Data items
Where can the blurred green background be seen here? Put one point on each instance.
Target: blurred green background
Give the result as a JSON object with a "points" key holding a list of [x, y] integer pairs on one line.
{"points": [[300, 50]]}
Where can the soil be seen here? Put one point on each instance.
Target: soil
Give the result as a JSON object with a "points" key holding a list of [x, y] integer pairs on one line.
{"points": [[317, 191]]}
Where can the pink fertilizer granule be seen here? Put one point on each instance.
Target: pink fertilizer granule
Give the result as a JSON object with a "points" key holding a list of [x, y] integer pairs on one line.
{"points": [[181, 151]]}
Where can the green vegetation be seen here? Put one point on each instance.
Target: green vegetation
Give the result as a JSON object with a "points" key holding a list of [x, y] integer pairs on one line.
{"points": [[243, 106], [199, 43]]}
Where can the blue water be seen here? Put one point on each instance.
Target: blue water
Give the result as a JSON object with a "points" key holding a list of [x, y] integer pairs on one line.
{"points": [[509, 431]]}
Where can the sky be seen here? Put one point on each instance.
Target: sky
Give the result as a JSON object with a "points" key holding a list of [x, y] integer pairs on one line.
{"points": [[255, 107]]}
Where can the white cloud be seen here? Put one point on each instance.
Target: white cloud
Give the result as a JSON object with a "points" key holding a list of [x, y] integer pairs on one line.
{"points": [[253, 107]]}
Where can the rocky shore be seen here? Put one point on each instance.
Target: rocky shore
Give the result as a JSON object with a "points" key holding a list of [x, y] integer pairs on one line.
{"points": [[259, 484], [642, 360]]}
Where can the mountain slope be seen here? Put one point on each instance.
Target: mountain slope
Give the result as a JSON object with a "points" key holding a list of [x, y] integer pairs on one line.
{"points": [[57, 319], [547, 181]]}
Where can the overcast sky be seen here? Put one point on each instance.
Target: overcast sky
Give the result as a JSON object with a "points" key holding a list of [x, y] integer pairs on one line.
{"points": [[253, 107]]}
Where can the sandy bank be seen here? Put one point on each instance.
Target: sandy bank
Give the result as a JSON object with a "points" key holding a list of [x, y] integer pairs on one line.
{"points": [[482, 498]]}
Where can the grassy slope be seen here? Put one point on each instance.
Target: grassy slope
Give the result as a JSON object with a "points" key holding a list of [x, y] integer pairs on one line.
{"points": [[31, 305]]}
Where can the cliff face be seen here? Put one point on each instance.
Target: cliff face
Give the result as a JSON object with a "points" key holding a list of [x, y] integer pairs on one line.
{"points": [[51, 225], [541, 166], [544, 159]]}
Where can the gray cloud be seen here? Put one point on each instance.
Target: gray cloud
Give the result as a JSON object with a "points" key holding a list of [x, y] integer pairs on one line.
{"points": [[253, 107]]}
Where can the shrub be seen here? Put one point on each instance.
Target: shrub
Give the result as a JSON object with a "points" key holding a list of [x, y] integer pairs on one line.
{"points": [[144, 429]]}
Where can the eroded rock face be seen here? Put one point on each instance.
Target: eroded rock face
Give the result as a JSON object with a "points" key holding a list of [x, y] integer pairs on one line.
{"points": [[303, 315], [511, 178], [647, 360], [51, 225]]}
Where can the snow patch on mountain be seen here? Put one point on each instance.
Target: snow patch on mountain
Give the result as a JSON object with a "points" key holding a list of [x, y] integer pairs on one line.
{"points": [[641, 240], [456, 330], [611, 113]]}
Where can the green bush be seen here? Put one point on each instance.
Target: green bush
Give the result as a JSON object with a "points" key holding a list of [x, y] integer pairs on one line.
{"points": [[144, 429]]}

#### Task goal:
Please return every line of the material above verbatim, leaving nothing out and changing nothing.

#### Response below:
Where can the blurred green background be seen here? Put one point on each instance.
Target: blurred green background
Give the result as a JSON object with a "points" key holding a list of [x, y] integer pairs on one line.
{"points": [[300, 50]]}
Where can the soil be seen here? Put one point on each instance.
Target: soil
Give the result as a JSON object with a "points" key holding a list of [x, y] integer pairs on one line.
{"points": [[317, 191]]}
Where can the pink fertilizer granule be seen here? Put one point on each instance.
Target: pink fertilizer granule
Give the result as a JSON object with a "points" key holding a list of [x, y] integer pairs on one line.
{"points": [[181, 151]]}
Where can the green vegetation be seen here? Put one point on each instance.
Target: green vegetation
Give the result as a JSON object with a "points" key holding a list of [x, y] integer pairs on one line.
{"points": [[243, 106], [199, 43]]}
Where can the blue water be seen here? Put one point on each instance.
Target: blue water
Give the result as a JSON object with a "points" key holding a list of [x, y] integer pairs on one line.
{"points": [[509, 431]]}
Where can the sky be seen here? Put one point on each instance.
Target: sky
Give the result as a JSON object with a "points" key holding a list of [x, y] integer pairs on one line.
{"points": [[255, 107]]}
Where can the white cloud be seen here? Put one point on each instance.
Target: white cloud
Give the result as a JSON object with a "points" key holding a list of [x, y] integer pairs on one line.
{"points": [[253, 107]]}
Where can the rocky shore be seen here? Put one point on each instance.
Target: rocky shore
Give the result as a JSON object with a "points" key holding a list of [x, y] integer pairs on one line.
{"points": [[259, 484], [642, 360]]}
Where can the mountain slope be seen here? Put one point on each instance.
Target: mountain slope
Give the result as a JSON object with a "points" key holding a list of [x, y] integer pairs on one line.
{"points": [[57, 319], [547, 181]]}
Where can the overcast sky be seen here? Put one point on each instance.
Target: overcast sky
Give the result as a JSON object with a "points" key holding a list of [x, y] integer pairs on one line.
{"points": [[253, 107]]}
Where can the sandy bank be seen here? Put one point on each instance.
Target: sandy bank
Give the result as a JSON object with a "points" key holding a list of [x, y] integer pairs on one line.
{"points": [[482, 498]]}
Where can the grassy slope be seen here? Put one point on each instance.
Target: grassy slope
Give the result as a JSON object with a "points" key holding a list of [x, y] integer pairs on one line.
{"points": [[31, 305]]}
Where can the cliff face be seen here? Put one point on each instance.
Target: cliff face
Give the result as a JSON object with a "points" key holding a list of [x, y] integer pairs on one line.
{"points": [[51, 225], [541, 166], [544, 159]]}
Where can the gray cloud be seen here? Put one point on each instance.
Target: gray cloud
Give the result as a JSON object with a "points" key holding a list of [x, y] integer pairs on one line.
{"points": [[253, 107]]}
Where can the shrub be seen here? Put one point on each instance.
Target: shrub
Give the result as a JSON object with a "points" key holding a list of [x, y] integer pairs on one line.
{"points": [[144, 429]]}
Where can the eroded rock face be seen here? Put one point on each instance.
Target: eroded rock face
Give the result as a JSON object with a "points" key holding a list of [x, y] integer pairs on one line.
{"points": [[303, 315], [511, 178], [647, 360], [51, 225]]}
Where can the snow patch on mountain be seen here? Put one point on each instance.
Target: snow patch on mountain
Give the result as a JSON object with a "points" key holding a list of [x, y] integer pairs on one line.
{"points": [[641, 240], [456, 330], [611, 113]]}
Where can the green bush be seen here? Put one point on each instance.
Target: green bush
Give the result as a JSON object with a "points" key holding a list of [x, y] integer pairs on one line.
{"points": [[144, 429]]}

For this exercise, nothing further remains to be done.